> EXERCISE PROMPT: Select every line of the records that contains the string "ball", and copy each of those lines.

--- DATA ROWS ---

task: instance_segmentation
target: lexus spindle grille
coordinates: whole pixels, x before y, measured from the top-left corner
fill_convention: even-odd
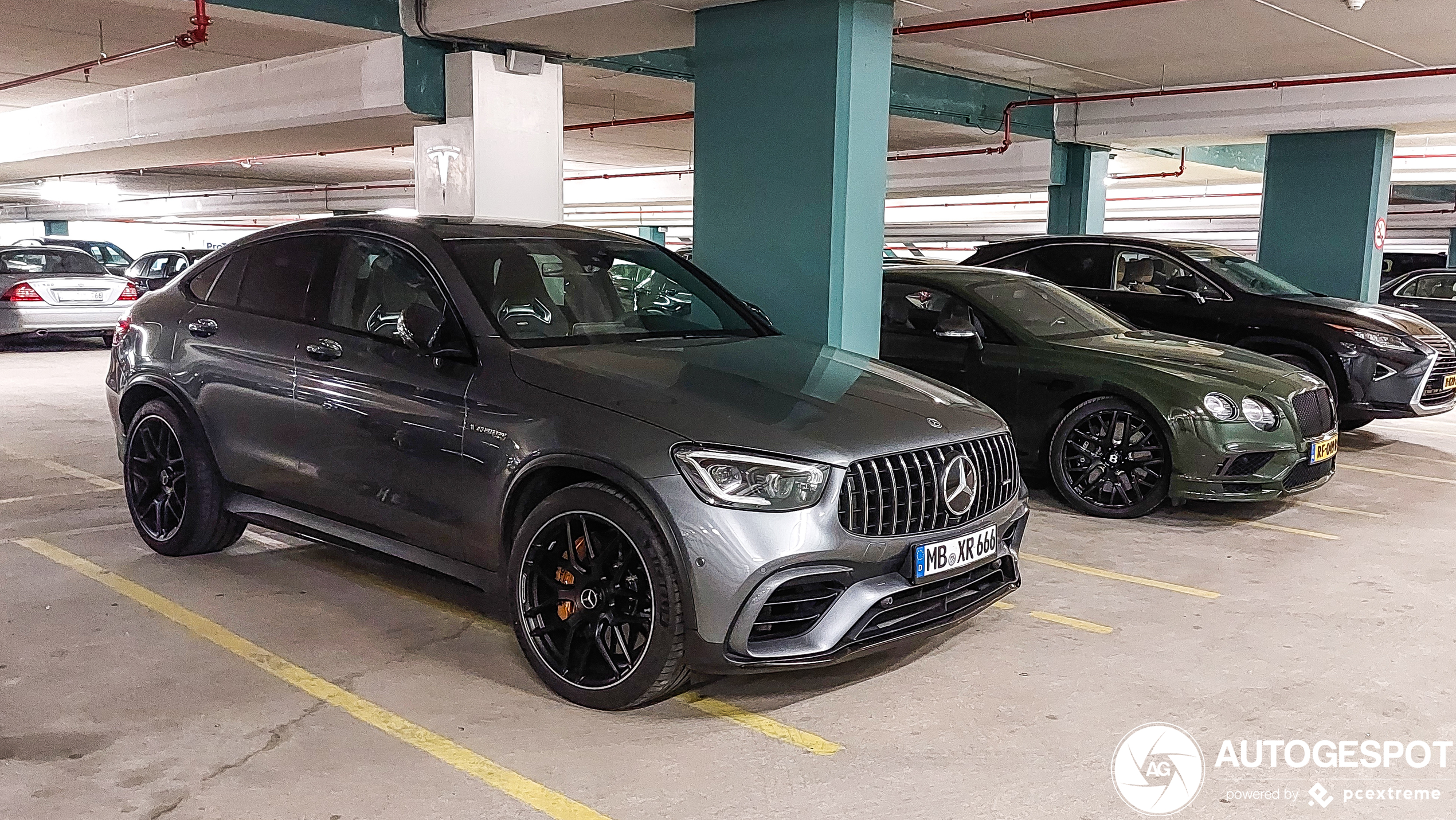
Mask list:
[[[1294,417],[1302,437],[1315,438],[1334,430],[1335,405],[1329,401],[1329,387],[1294,393],[1290,403],[1294,405]]]
[[[1444,335],[1415,338],[1436,348],[1436,367],[1425,379],[1421,403],[1427,406],[1446,403],[1452,396],[1456,396],[1456,390],[1446,389],[1446,377],[1456,373],[1456,350],[1452,350],[1452,341]]]
[[[976,502],[952,513],[941,489],[945,465],[965,456],[976,468]],[[849,465],[839,491],[839,523],[859,536],[927,533],[974,521],[1016,495],[1016,446],[1009,433],[877,456]]]

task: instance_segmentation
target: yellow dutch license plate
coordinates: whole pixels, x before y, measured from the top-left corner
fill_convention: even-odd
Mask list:
[[[1309,463],[1318,465],[1319,462],[1334,459],[1335,453],[1340,452],[1340,435],[1331,435],[1329,438],[1321,438],[1309,446]]]

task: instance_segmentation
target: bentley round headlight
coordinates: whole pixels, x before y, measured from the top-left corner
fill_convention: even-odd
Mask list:
[[[1239,418],[1239,408],[1233,406],[1233,399],[1223,393],[1208,393],[1203,398],[1203,409],[1219,421],[1233,421]]]
[[[1241,406],[1243,408],[1243,418],[1246,418],[1255,428],[1268,433],[1278,427],[1278,414],[1274,412],[1274,408],[1255,399],[1254,396],[1246,396]]]

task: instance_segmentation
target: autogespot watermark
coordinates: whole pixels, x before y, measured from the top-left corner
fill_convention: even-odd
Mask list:
[[[1452,778],[1444,775],[1447,763],[1456,766],[1453,746],[1450,740],[1223,740],[1207,779],[1216,781],[1211,791],[1226,804],[1302,803],[1316,811],[1347,803],[1430,804],[1449,798]],[[1361,776],[1361,769],[1380,773]],[[1112,753],[1112,785],[1140,814],[1182,811],[1204,779],[1198,741],[1172,724],[1143,724]]]

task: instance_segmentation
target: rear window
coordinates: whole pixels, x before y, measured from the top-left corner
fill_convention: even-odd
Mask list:
[[[7,251],[0,253],[0,269],[7,274],[105,274],[96,259],[66,251]]]

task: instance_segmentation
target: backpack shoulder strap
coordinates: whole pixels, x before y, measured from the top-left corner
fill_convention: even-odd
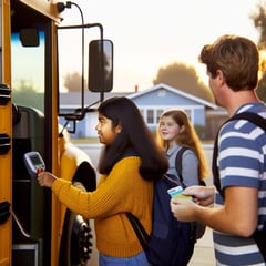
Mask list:
[[[187,147],[187,146],[182,146],[182,147],[178,150],[178,152],[177,152],[177,154],[176,154],[176,157],[175,157],[175,168],[176,168],[176,172],[177,172],[177,174],[178,174],[181,184],[183,184],[182,158],[183,158],[183,153],[184,153],[186,150],[190,150],[190,147]]]
[[[247,121],[254,123],[255,125],[262,127],[264,131],[266,131],[266,120],[264,117],[262,117],[260,115],[256,114],[256,113],[243,112],[243,113],[235,114],[231,119],[226,120],[222,124],[222,126],[225,125],[226,123],[228,123],[229,121],[233,121],[233,120],[247,120]],[[222,129],[222,126],[219,129]],[[215,137],[215,141],[214,141],[213,176],[214,176],[214,184],[215,184],[217,191],[219,192],[219,194],[222,195],[222,197],[224,198],[224,191],[221,188],[219,172],[218,172],[218,167],[217,167],[217,164],[216,164],[217,155],[218,155],[218,133],[217,133],[217,135]]]

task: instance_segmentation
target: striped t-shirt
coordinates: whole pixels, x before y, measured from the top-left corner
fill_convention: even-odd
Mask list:
[[[257,113],[266,119],[264,103],[245,104],[236,113],[245,111]],[[217,165],[222,188],[247,186],[259,191],[258,228],[262,228],[266,221],[265,131],[246,120],[226,123],[219,132]],[[223,204],[222,196],[216,193],[215,205]],[[216,265],[265,265],[252,237],[233,236],[215,231],[213,237]]]

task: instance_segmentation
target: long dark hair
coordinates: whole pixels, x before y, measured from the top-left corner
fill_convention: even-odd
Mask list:
[[[99,163],[99,172],[109,174],[115,163],[127,152],[134,151],[142,161],[141,176],[144,180],[160,180],[167,171],[168,162],[136,105],[124,96],[111,98],[101,103],[98,112],[110,119],[113,127],[122,125],[122,131],[113,143],[105,146]]]

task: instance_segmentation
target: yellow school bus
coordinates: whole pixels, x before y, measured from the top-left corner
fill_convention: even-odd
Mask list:
[[[89,89],[99,93],[99,102],[112,89],[112,42],[103,39],[100,23],[62,25],[64,9],[72,7],[82,14],[74,2],[0,0],[0,266],[90,265],[90,221],[40,187],[23,160],[37,151],[48,171],[80,190],[95,190],[94,166],[60,121],[70,123],[73,133],[90,110],[83,100],[86,66]],[[99,29],[99,40],[86,57],[82,53],[89,62],[81,62],[80,108],[63,113],[59,34],[81,30],[83,52],[83,33],[91,28]]]

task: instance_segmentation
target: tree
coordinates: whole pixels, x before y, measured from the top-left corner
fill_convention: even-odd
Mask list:
[[[158,83],[165,83],[208,102],[214,102],[209,89],[200,81],[195,69],[184,63],[175,62],[160,68],[157,76],[153,80],[154,85]]]
[[[266,102],[266,4],[259,3],[257,4],[257,13],[253,13],[250,18],[254,21],[254,27],[259,31],[259,41],[258,41],[258,50],[260,52],[260,80],[258,81],[258,86],[256,93],[260,100]]]

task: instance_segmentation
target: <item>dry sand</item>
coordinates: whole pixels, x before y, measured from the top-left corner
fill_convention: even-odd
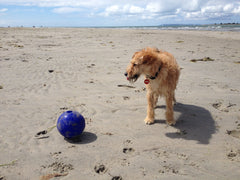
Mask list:
[[[146,46],[182,68],[173,127],[163,99],[144,124],[144,79],[123,76]],[[1,28],[0,179],[239,179],[239,50],[239,32]],[[81,142],[51,128],[66,110]]]

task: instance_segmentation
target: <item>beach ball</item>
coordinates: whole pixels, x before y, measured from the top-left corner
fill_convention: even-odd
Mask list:
[[[65,138],[71,139],[82,134],[85,128],[85,119],[77,111],[62,113],[57,121],[57,129]]]

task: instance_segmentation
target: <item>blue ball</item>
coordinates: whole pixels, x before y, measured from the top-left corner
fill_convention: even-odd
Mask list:
[[[77,111],[66,111],[59,116],[57,129],[65,138],[80,136],[85,128],[85,119]]]

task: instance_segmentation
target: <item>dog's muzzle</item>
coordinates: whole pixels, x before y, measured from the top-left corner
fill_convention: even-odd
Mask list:
[[[134,76],[132,76],[132,77],[128,77],[128,73],[126,72],[126,73],[124,73],[124,75],[127,77],[127,80],[128,81],[131,81],[131,82],[135,82],[135,81],[137,81],[137,79],[139,78],[139,74],[135,74]]]

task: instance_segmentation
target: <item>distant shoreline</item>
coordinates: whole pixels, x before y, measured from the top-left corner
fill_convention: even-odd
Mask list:
[[[1,28],[11,28],[1,27]],[[106,28],[106,29],[156,29],[156,30],[197,30],[197,31],[240,31],[240,23],[215,24],[163,24],[158,26],[13,26],[13,28]]]

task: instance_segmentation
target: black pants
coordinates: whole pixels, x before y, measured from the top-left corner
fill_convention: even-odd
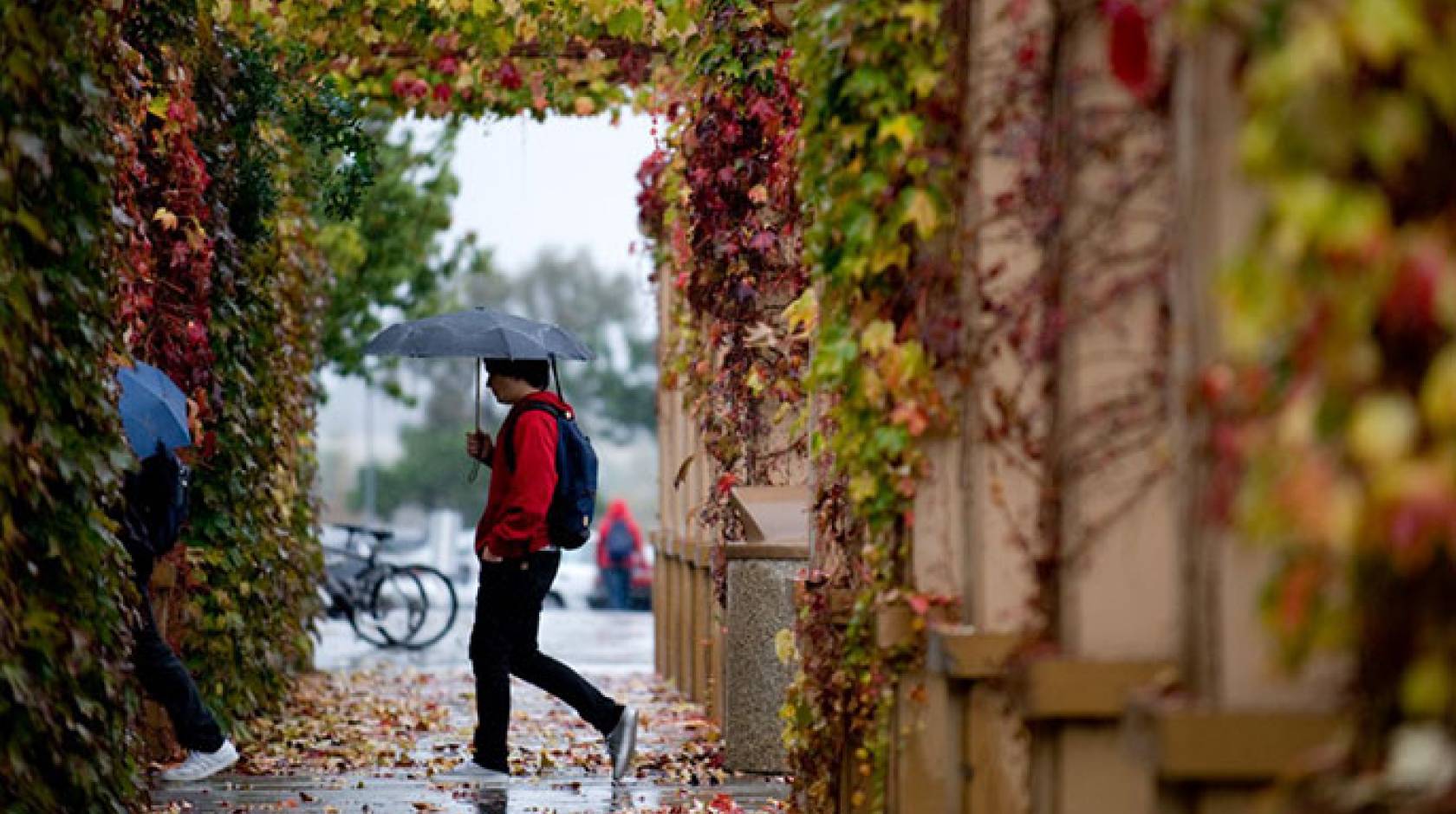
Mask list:
[[[223,728],[202,704],[192,674],[157,631],[157,621],[151,616],[151,599],[147,596],[151,568],[137,574],[137,587],[141,590],[141,625],[132,631],[135,648],[131,658],[137,666],[137,679],[147,696],[167,711],[172,731],[182,749],[217,751],[223,747]]]
[[[542,600],[561,567],[559,551],[480,565],[475,602],[470,661],[475,664],[475,762],[507,772],[505,734],[511,724],[511,676],[565,701],[584,721],[607,734],[622,718],[622,705],[601,695],[575,670],[536,647]]]

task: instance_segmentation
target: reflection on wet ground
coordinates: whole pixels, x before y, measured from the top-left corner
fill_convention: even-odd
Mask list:
[[[546,693],[513,682],[505,783],[454,776],[469,754],[475,696],[466,644],[473,609],[425,653],[379,651],[347,625],[325,628],[319,673],[290,706],[249,722],[234,772],[159,786],[154,811],[780,811],[779,778],[721,769],[715,727],[651,674],[649,613],[550,610],[542,650],[642,709],[633,772],[613,783],[601,737]]]

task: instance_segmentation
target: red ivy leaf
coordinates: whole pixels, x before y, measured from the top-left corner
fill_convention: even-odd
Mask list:
[[[1153,47],[1149,19],[1143,10],[1125,0],[1109,0],[1104,6],[1108,19],[1107,58],[1112,76],[1139,99],[1153,90]]]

---

> WRITTEN SOLUTION:
target: <item>beach ball</item>
target: <item>blue ball</item>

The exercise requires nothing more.